──────── Source passage ────────
Thursday, September 6, 2007

525 Pet therapy 534 Nature vs. Nurture: Instinct vs. Learned Phobias

Message no. 525[Branch from no. 507] Posted by Thomas Culhane (1311520071) on Saturday, March 3, 2007 6:04pm Subject: Re: Pet therapy

I think the idea that animal communication and judgement is a two-way street is a very good one that bears investigation! We are often biased by our feelings of superiority so that we are blind to the magic of a true "cybernetic" system in which the observer is observed and the observed is the observer. Thanks for opening this topic up -- I am convinced that these wonderful sentient minds walking around in the skulls of our pets and in wild animals are as aware of us as we are of them, and form their own cognitive maps in ways that include judgements of us as relevant players in their environment and well being. See the book "The Question of Animal Awareness" by Griffin for more on this...

Message no. 534[Branch from no. 501] Posted by Thomas Culhane (1311520071) on Sunday, March 4, 2007 8:32am Subject: Nature vs. Nurture: Instinct vs. Learned Phobias

Yes, you are correct Patrice -- in general in psychology we privilege nurture over nature. I come from a sociobiology and behavioral ecology background however (took classes with E.O. Wilson

(-- see for a good explanation of sociobiology and its impact on philisophical and psychological thought.)

My background, thus, is the application of evolutionary theory to behavior, and as you probably know, the sociobiology discipline blurs the lines drawn by academics between "instinctive" and "learned" behaviors, preferring to see genes as creating "PREDISPOSITIONS" for certain behaviors which the environment then mediates through reinforcement or inhibition. The key assumption of sociobiology, as I understand it, is that a behavior WOULD NOT BE POSSIBLE if there were not an underlying instinctive mechanism operating to create a predisposition for that behavior. In other words, our brains are built in such a way that it is easy to learn to fear predators, but not easy to learn to fear rabbits. This is what makes the "killer rabbit" scene in the movie "Monty Python and the Holy Grail" so funny!

As you can see from the above images, the absurdity of the notion that we should fear a rabbit seems so obvious to our brains that a whole cult has developed around this subject.
──────── Raw data ────────
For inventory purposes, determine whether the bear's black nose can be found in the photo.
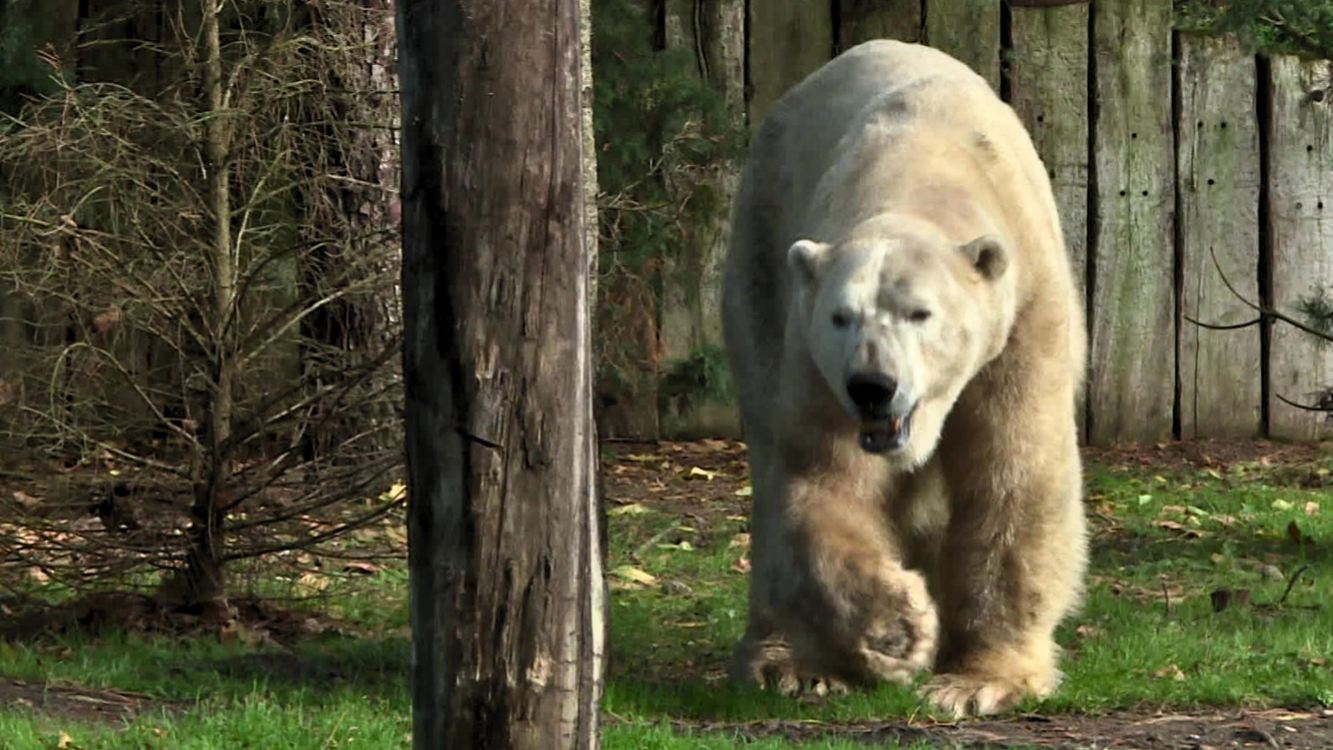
────────
## Assignment
In the forum posts on pet therapy and learned phobias, which book does the writer recommend for more on animals' awareness of humans?

## Answer section
"The Question of Animal Awareness" by Griffin.